====== Excerpt

Studio album by Lil' Flip
- Released: July 6, 2010
- Recorded: 2007–2010
- Genre: Hip hop, Southern hip hop
- Length: 78:50.03
- Label: Clover G

Lil' Flip chronology
| Underground Legend 2 (2009) | Ahead of My Time (2010) | The Black Dr. Kevorian (2013) |

Singles from Ahead of My Time
- "Heartbreaker" Released: December 1, 2009;

= Ahead of My Time =

Ahead of My Time is the fourth independent album and seventh overall studio album by rapper Lil' Flip, released on July 6, 2010.

==Promotion==
The first single from the album is "Heartbreaker", which features Eeden & Sean Thomas.

==Videos==
A video was released for "50 in My Pinkyrang" on July 17, 2010.

============

Objective:
Repeat word for word the stretch of the album page from "Singles from Ahead" through "July 6, 2010.".

====== Entries provided

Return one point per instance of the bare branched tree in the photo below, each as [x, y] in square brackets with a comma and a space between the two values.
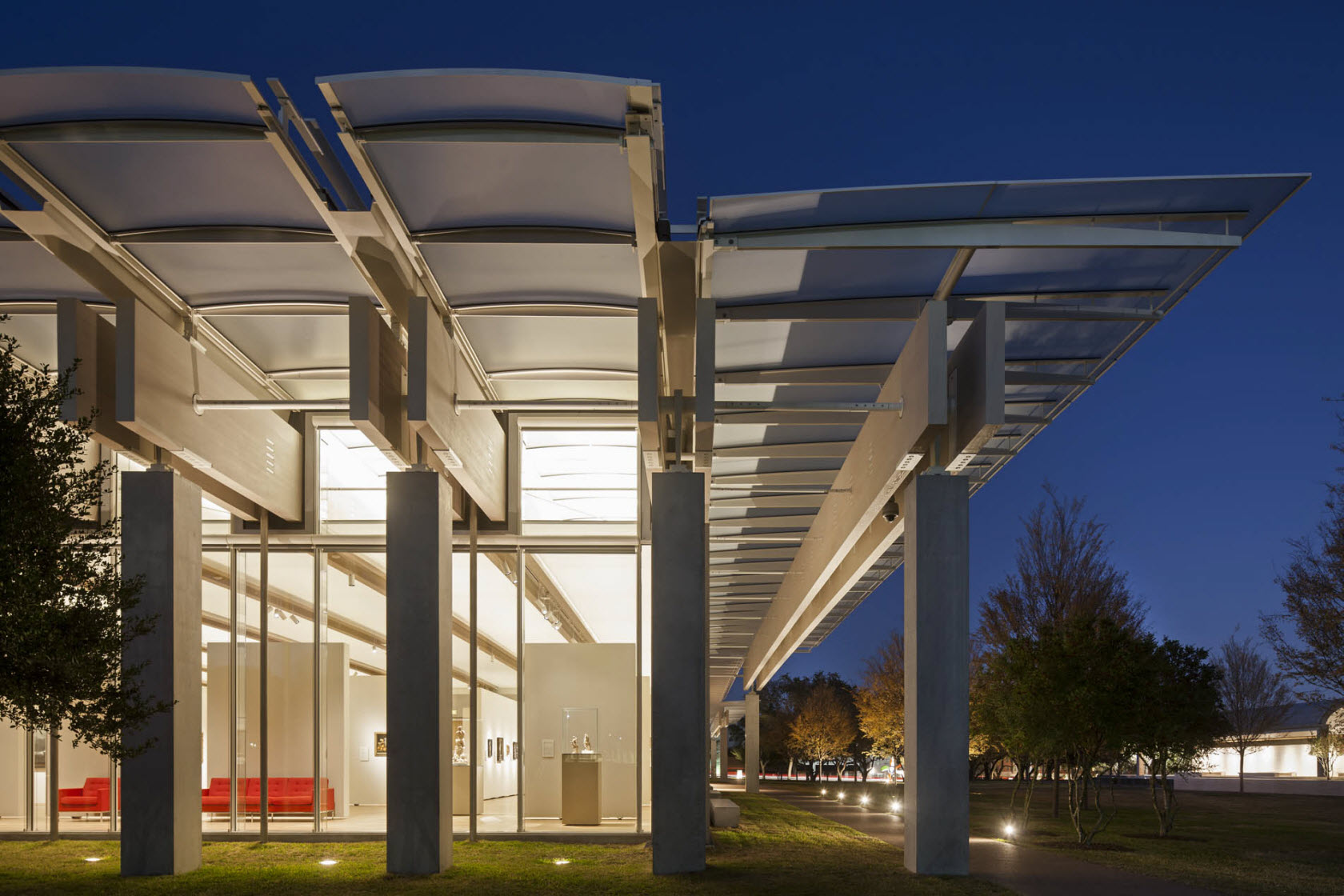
[1063, 573]
[1308, 637]
[1254, 698]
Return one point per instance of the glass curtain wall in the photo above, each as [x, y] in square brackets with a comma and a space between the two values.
[581, 684]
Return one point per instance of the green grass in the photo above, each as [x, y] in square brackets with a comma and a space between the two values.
[777, 850]
[1254, 844]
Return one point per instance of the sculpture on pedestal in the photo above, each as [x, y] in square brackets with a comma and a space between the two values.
[458, 745]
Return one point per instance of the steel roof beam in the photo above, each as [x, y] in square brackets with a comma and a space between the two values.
[907, 310]
[974, 235]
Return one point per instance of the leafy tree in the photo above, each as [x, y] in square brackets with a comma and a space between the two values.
[881, 700]
[1330, 745]
[1015, 710]
[1096, 672]
[824, 727]
[63, 603]
[1255, 699]
[1308, 637]
[1063, 571]
[986, 753]
[1182, 720]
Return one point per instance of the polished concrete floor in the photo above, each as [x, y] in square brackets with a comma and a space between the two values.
[498, 817]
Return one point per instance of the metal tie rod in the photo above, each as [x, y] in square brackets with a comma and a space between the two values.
[202, 405]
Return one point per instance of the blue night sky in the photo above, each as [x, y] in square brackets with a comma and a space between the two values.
[1205, 449]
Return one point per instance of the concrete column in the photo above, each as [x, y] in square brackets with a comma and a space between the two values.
[937, 674]
[723, 750]
[751, 723]
[679, 682]
[420, 674]
[160, 789]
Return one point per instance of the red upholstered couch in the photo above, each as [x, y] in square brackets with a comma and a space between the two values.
[90, 798]
[284, 795]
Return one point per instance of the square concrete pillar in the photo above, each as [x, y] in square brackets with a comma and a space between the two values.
[751, 755]
[679, 686]
[937, 674]
[160, 789]
[420, 674]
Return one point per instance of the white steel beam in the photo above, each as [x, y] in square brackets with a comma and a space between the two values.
[976, 235]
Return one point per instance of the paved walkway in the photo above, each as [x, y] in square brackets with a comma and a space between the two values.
[1031, 872]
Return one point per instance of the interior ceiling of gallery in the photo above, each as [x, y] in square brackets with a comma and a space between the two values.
[518, 196]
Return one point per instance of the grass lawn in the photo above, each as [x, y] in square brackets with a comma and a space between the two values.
[777, 850]
[1231, 842]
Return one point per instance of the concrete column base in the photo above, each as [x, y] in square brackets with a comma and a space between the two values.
[751, 723]
[160, 789]
[420, 674]
[937, 794]
[679, 686]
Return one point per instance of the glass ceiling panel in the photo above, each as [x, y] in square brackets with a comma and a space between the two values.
[579, 474]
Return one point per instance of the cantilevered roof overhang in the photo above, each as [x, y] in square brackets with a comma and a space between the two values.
[527, 211]
[818, 293]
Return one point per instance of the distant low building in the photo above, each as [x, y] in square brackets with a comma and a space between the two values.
[1285, 750]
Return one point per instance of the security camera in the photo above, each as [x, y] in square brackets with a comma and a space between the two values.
[890, 510]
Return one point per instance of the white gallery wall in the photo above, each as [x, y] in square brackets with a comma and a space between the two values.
[290, 710]
[561, 676]
[499, 719]
[367, 718]
[14, 770]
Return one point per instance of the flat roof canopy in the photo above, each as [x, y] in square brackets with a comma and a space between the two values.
[529, 209]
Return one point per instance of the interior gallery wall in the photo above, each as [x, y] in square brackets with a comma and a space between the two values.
[14, 770]
[290, 712]
[578, 676]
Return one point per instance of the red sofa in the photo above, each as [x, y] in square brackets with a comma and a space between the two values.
[90, 798]
[284, 795]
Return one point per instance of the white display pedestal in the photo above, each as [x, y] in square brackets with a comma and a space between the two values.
[462, 790]
[581, 789]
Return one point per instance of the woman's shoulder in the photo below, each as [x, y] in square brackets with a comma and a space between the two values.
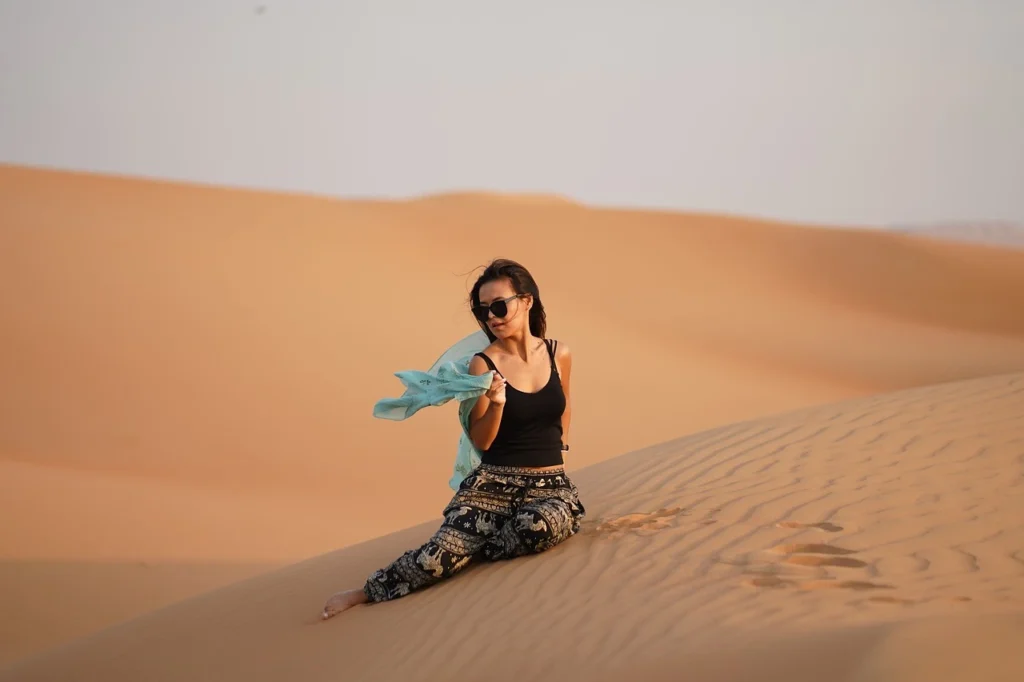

============

Task response:
Singles from Ahead of My Time
- "Heartbreaker" Released: December 1, 2009;

= Ahead of My Time =

Ahead of My Time is the fourth independent album and seventh overall studio album by rapper Lil' Flip, released on July 6, 2010.